▶ WORK TO BE COMPLETED: Identify each line below that contains the word "cloth", and copy it out.

Stored data entries:
--------------------

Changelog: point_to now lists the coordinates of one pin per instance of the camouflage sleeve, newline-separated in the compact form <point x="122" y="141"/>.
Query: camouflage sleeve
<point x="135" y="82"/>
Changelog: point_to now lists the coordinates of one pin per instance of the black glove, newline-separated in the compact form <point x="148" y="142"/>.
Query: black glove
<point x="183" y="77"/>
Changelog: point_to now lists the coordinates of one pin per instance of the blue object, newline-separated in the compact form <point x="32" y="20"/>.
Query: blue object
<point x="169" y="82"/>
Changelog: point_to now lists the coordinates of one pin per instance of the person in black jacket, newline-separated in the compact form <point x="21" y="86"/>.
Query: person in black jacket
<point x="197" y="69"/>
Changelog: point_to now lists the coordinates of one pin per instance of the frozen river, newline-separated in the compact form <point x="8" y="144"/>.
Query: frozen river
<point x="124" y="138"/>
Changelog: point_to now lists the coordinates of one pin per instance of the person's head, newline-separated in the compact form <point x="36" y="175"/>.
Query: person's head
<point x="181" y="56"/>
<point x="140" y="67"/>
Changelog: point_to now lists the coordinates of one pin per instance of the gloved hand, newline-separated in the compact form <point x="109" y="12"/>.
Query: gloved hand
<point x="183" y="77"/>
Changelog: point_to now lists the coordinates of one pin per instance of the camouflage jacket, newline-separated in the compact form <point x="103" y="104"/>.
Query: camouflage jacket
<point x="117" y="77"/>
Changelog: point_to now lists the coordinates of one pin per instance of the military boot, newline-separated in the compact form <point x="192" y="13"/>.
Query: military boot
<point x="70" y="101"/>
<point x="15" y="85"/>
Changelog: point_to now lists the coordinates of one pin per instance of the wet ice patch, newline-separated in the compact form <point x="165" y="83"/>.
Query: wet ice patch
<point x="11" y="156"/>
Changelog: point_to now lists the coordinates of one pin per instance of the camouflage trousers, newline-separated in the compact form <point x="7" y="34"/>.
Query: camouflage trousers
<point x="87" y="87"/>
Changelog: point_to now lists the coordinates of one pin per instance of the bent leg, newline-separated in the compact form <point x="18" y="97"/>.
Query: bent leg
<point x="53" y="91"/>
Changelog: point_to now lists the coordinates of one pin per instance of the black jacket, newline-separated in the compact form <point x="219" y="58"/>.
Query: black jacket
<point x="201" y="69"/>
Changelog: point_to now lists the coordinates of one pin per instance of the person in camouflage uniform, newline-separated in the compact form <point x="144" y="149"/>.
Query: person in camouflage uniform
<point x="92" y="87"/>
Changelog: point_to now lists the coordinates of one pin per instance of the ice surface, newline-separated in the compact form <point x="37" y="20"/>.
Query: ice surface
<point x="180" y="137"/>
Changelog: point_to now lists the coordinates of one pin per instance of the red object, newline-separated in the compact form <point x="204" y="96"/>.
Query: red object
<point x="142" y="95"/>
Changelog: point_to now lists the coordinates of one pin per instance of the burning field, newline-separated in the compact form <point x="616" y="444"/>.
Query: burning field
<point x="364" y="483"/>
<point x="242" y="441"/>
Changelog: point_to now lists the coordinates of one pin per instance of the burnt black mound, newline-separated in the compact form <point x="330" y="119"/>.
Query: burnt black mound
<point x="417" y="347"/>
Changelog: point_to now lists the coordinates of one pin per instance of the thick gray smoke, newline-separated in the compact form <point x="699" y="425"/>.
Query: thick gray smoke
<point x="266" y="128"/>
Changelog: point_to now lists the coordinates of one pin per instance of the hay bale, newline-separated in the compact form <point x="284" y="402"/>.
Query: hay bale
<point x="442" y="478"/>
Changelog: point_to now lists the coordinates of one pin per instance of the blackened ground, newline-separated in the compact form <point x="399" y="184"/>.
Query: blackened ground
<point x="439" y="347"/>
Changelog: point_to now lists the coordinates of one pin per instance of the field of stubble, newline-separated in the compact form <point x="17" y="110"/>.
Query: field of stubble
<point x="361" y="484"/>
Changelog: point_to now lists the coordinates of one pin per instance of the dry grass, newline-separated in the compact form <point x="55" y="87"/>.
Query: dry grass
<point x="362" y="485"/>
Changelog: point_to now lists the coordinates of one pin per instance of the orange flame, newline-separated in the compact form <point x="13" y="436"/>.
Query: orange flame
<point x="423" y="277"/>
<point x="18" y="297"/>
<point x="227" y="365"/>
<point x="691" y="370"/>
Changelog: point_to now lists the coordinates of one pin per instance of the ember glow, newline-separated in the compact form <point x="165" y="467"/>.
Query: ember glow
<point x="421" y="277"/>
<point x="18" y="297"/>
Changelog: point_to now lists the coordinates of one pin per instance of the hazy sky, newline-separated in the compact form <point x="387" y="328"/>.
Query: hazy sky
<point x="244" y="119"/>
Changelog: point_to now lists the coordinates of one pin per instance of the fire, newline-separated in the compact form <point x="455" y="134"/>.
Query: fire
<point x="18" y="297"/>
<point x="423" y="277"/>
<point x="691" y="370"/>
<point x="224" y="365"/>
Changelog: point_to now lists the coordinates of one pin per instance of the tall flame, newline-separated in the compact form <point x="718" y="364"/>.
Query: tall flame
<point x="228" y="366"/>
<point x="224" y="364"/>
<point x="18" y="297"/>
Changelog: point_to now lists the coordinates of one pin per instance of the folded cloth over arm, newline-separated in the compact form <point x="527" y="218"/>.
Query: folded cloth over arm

--------------------

▶ THE COMPLETED TASK:
Changelog: point_to now lists the coordinates of one pin per instance of the folded cloth over arm, newline-separated in the compact form <point x="527" y="218"/>.
Query: folded cloth over arm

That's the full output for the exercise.